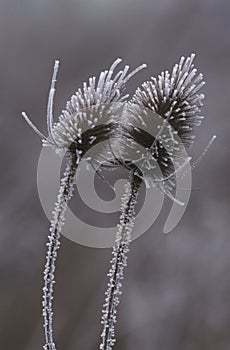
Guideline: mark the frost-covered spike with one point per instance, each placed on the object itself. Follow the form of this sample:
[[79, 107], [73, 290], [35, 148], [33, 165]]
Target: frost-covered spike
[[135, 71], [29, 122], [48, 140], [118, 263], [89, 104], [51, 99], [175, 97]]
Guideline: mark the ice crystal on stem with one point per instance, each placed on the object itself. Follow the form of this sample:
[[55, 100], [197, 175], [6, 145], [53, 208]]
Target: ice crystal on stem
[[64, 195], [118, 263]]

==============================

WHAT YOU ARE ASKED TO DO: Only one span is to be repeated: the line with "Guideline: mark the ice" through the final line of the entries above, word for word.

WRITTEN SOLUTION:
Guideline: mark the ice crystal on stem with one point per instance, each placed on the object itself. Follow the form of this sample:
[[55, 100], [197, 175], [6, 145], [53, 208]]
Target: ice crystal on stem
[[64, 195], [118, 263]]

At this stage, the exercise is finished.